▶ [GIVEN PROBLEM] Rewrite the material below, replacing "fill-rule evenodd" with "fill-rule nonzero" wherever it occurs and keeping everything else unchanged. Leave the pictures out of your version.

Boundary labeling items
[Start]
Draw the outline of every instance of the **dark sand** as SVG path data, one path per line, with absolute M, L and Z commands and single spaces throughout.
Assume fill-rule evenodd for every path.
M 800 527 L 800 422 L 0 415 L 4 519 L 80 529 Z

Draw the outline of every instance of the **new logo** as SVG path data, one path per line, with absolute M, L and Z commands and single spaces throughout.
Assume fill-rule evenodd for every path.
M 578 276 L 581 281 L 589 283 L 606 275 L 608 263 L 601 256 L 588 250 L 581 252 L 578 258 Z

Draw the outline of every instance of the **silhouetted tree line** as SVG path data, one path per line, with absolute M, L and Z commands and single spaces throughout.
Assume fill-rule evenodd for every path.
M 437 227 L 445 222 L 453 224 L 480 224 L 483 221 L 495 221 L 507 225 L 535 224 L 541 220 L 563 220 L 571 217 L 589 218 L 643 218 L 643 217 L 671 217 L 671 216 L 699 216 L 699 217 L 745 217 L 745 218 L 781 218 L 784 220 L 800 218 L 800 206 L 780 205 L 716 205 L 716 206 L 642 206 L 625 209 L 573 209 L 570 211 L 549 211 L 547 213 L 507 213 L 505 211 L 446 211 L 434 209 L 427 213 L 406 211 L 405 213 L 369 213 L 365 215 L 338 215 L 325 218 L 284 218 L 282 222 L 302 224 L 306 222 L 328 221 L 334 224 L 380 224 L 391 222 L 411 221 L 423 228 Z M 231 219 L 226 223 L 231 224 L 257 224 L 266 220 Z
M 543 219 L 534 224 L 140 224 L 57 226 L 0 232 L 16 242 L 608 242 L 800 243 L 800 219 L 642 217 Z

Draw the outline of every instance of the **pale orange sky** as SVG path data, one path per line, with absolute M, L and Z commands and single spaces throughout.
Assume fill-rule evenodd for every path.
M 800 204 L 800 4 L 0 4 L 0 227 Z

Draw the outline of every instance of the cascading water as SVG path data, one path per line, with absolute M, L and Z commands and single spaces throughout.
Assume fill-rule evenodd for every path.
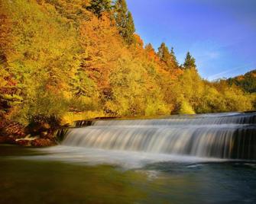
[End]
▶ [FULL OUTPUT]
Draw the outline of every instance of the **dark sand** as SVG path data, one path per line, with absolute M, L and Z commands and single spaces throughout.
Assume fill-rule nonzero for every path.
M 800 527 L 800 422 L 0 415 L 4 519 L 80 529 Z

Draw the outline of every instance of the **new logo** as SVG path data, one path per line, with absolute M, L and Z commands and single spaces throughout.
Assume fill-rule nonzero for every path.
M 578 276 L 581 281 L 589 283 L 606 275 L 608 263 L 601 256 L 588 250 L 581 252 L 578 258 Z

Draw the outline of every instance of the **silhouetted tree line** as SVG path data, one path per line, with absolute M, L and Z commands and single spaces throughout.
Assume fill-rule nonzero for every path.
M 437 227 L 445 222 L 453 224 L 480 224 L 483 221 L 495 221 L 507 225 L 535 224 L 541 220 L 563 220 L 571 217 L 589 218 L 643 218 L 643 217 L 671 217 L 671 216 L 699 216 L 699 217 L 745 217 L 745 218 L 781 218 L 784 220 L 800 218 L 800 206 L 780 205 L 716 205 L 716 206 L 642 206 L 625 209 L 573 209 L 570 211 L 549 211 L 547 213 L 507 213 L 505 211 L 446 211 L 434 209 L 427 213 L 406 211 L 405 213 L 369 213 L 365 215 L 338 215 L 325 218 L 284 218 L 282 222 L 302 224 L 306 222 L 328 221 L 334 224 L 380 224 L 391 222 L 411 221 L 423 228 Z M 231 219 L 226 223 L 231 224 L 257 224 L 266 220 Z
M 543 219 L 534 224 L 140 224 L 57 226 L 0 232 L 16 242 L 608 242 L 800 243 L 800 219 L 642 217 Z

Draw the outline of every instance of the **pale orange sky** as SVG path data, one path per line, with absolute M, L and Z commands and single spaces throughout.
Assume fill-rule nonzero for every path.
M 800 204 L 800 4 L 0 4 L 0 227 Z

Draw the outline of every instance of the cascading water as SVG path data, one path per line, with absolute M, L and Z commands and single spaces throughout.
Assume fill-rule nonzero for every path.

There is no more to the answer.